- TEXT SECTION
Section 43B(h) of Income Tax Act, 1961

“43B(h) any sum payable by the assessee to a micro or small enterprise beyond the time limit specified in section 15 of the Micro, Small and Medium Enterprises Development Act, 2006 (27 of 2006), shall be allowed (irrespective of the previous year in which the liability to pay such sum was incurred by the assessee according to the method of accounting regularly employed by him) only in computing the income referred to in section 28 of that previous year in which such sum is actually paid by him :

Provided that nothing contained in this section 55[[except the provisions of clause(h)]] shall apply in relation to any sum which is actually paid by the assessee on or before the due date applicable in his case for furnishing the return of income under sub-section (1) of section 139 in respect of the previous year in which the liability to pay such sum was incurred as aforesaid and the evidence of such payment is furnished by the assessee along with such return.”

Now as per plain reading of above section, we get to know that a person has to pay to his supplier within the time limit specified in section 15 of MSMED Act, 2006. If he fails to pay to the supplier within this time limit then the same purchase can be allowed only in the scenario if it is paid before the end of financial year.

1. Which type of expenditure is covered under this section?

Purchase of goods or services from Micro and Small Enterprise made on or after 1st April 2023 are covered for this section 43B(h).

2. Now question arises whether your supplier is Micro, Small and Medium Enterprise?

Micro and Small Enterprise are not defined in Income Tax Act, 1961. So, for this we need to refer Official Gazette [PART II—SEC. 3(ii)] dated 26th June 2020:

“1. Classification of enterprises– An enterprise shall be classified as a micro, small or medium enterprise on the basis of the following criteria, namely: —

(i) a micro enterprise, where the investment in plant and machinery or equipment does not exceed one crore rupees and turnover does not exceed five crore rupees;

(ii) a small enterprise, where the investment in plant and machinery or equipment does not exceed ten crore rupees and turnover does not exceed fifty crore rupees; and

(iii) a medium enterprise, where the investment in plant and machinery or equipment does not exceed fifty crore rupees and turnover does not exceed two hundred and fifty crore rupees.”

It is to note that only Micro and Small suppliers are covered in section 43B(h). So, even if we fail to pay a supplier (i.e. classified as Medium Enterprise) within the time limit specified in section 15 of MSMED act this will not disallow that expenditure.

3. Now question arises How can I identify whether my supplier is Micro and Small suppliers?

[Collected data]
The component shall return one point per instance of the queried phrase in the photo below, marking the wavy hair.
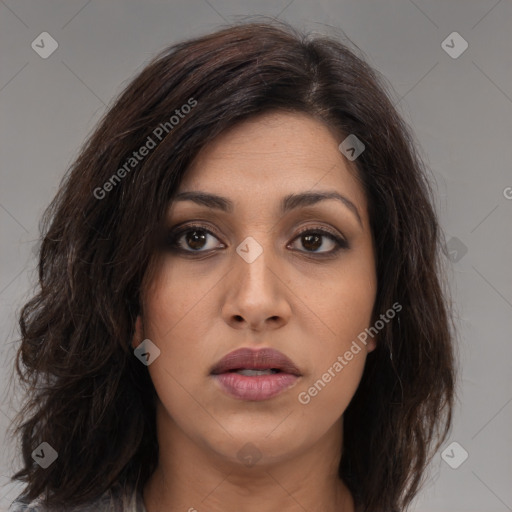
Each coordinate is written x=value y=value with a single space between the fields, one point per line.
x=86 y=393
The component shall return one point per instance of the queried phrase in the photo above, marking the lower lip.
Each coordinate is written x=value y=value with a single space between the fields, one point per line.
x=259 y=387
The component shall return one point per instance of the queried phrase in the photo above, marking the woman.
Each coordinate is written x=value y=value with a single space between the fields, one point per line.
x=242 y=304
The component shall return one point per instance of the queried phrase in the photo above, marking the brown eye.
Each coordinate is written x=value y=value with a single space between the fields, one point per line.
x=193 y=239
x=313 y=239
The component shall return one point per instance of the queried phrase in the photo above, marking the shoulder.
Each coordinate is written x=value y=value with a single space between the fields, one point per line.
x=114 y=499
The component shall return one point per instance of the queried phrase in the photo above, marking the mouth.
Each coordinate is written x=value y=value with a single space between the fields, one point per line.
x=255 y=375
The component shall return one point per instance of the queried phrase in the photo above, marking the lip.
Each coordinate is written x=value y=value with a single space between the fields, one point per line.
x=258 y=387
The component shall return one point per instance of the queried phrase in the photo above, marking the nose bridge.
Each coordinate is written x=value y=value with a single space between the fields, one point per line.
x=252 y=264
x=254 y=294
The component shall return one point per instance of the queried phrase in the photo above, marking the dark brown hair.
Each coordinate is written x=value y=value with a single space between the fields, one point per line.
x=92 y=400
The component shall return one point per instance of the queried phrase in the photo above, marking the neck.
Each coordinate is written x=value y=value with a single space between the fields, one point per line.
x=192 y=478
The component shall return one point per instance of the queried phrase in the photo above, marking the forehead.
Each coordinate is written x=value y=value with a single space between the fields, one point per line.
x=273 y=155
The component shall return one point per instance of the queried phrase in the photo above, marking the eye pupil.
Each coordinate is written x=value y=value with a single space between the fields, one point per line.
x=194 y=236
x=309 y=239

- EXERCISE TASKS
• a. Write out everything from "(iii) a medium" down to "disallow that expenditure." in the passage on section 43B(h), keeping its wording unchanged.
• b. From the records, extract everything from the line containing "marking the mouth." down to the line containing "x=255 y=375", and reproduce only those lines unchanged.

- TASK SOLUTIONS
• a.
(iii) a medium enterprise, where the investment in plant and machinery or equipment does not exceed fifty crore rupees and turnover does not exceed two hundred and fifty crore rupees.”

It is to note that only Micro and Small suppliers are covered in section 43B(h). So, even if we fail to pay a supplier (i.e. classified as Medium Enterprise) within the time limit specified in section 15 of MSMED act this will not disallow that expenditure.

• b.
The component shall return one point per instance of the queried phrase in the photo above, marking the mouth.
Each coordinate is written x=value y=value with a single space between the fields, one point per line.
x=255 y=375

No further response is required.